■ EXERCISE OBJECTIVE
Convert these lines into a JSON list of strings with one string per line, leaving out any blank lines.
--- start DATA ---
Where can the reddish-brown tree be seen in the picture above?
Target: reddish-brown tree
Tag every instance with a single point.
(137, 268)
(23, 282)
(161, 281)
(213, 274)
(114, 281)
--- end DATA ---
■ PROBLEM SOLUTION
[
  "Where can the reddish-brown tree be seen in the picture above?",
  "Target: reddish-brown tree",
  "Tag every instance with a single point.",
  "(137, 268)",
  "(23, 282)",
  "(161, 281)",
  "(213, 274)",
  "(114, 281)"
]